#### OBJECTIVE
Every line from the line containing "Exercise. Put one point on each instance of the white ruff" through the final line of the data is to be printed exactly; no other line is to appear.

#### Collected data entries
***

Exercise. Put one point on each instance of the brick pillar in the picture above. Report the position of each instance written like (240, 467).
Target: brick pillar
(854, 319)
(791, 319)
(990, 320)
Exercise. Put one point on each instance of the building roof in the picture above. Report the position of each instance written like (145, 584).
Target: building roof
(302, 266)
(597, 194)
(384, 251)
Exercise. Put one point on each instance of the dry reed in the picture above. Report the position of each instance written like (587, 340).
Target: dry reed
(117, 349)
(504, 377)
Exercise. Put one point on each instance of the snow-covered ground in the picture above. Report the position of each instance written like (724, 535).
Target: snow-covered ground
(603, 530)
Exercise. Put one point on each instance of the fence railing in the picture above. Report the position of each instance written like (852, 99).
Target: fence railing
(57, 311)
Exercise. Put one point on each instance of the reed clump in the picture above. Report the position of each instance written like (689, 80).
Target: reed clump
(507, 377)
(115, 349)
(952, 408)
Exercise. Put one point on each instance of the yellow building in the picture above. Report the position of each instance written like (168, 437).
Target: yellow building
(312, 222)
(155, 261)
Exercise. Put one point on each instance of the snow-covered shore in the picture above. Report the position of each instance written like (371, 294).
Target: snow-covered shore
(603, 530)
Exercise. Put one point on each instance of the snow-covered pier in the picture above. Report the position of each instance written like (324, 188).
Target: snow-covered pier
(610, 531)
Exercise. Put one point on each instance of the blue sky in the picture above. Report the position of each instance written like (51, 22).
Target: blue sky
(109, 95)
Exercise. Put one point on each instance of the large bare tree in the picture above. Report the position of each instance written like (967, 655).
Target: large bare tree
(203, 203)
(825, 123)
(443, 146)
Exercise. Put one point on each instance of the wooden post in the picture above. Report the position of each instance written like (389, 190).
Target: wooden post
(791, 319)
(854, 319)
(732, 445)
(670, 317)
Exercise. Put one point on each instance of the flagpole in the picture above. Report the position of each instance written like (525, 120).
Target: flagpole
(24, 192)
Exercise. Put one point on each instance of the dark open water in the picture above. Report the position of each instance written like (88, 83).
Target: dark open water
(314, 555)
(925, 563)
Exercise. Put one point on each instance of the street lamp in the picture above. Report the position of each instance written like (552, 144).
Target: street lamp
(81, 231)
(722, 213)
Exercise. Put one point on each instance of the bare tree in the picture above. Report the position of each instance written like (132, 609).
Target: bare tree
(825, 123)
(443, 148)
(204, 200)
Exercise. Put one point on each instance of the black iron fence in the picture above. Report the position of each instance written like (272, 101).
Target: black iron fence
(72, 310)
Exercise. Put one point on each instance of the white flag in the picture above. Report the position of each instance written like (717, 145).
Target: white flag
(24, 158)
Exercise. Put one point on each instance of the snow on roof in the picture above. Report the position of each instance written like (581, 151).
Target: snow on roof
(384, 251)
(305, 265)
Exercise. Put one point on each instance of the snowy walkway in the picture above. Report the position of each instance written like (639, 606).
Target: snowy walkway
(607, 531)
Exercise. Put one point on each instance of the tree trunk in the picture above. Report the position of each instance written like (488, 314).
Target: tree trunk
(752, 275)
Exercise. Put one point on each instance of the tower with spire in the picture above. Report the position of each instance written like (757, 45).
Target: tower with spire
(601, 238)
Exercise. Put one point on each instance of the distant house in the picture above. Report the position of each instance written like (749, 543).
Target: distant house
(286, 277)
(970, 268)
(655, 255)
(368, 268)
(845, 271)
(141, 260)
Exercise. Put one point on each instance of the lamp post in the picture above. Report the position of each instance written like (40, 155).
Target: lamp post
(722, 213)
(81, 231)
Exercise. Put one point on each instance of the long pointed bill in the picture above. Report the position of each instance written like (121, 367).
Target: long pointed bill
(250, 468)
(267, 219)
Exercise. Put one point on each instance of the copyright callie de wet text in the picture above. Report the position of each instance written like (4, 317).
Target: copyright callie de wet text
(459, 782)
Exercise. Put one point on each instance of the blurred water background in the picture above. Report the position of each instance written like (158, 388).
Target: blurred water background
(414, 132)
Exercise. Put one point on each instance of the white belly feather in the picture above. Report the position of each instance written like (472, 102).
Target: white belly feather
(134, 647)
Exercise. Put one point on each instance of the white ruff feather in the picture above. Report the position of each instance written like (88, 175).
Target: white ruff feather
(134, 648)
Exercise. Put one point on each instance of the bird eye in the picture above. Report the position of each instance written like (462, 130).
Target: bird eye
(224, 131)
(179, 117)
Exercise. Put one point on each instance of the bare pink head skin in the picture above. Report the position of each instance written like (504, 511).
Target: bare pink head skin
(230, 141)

***

#### REPLY TO THE TASK
Exercise. Put one point on each instance of the white ruff feather in the picture above. Report the position of each instance written like (88, 175).
Target: white ruff feather
(134, 648)
Exercise. Put one point on each instance of the bird eye in the picture above. Report the position of each instance written like (462, 130).
Target: bird eye
(224, 131)
(179, 117)
Exercise. Put one point on each instance of the bare pink head skin in the picture above. Report the position of each instance written like (504, 511).
Target: bare pink head skin
(230, 141)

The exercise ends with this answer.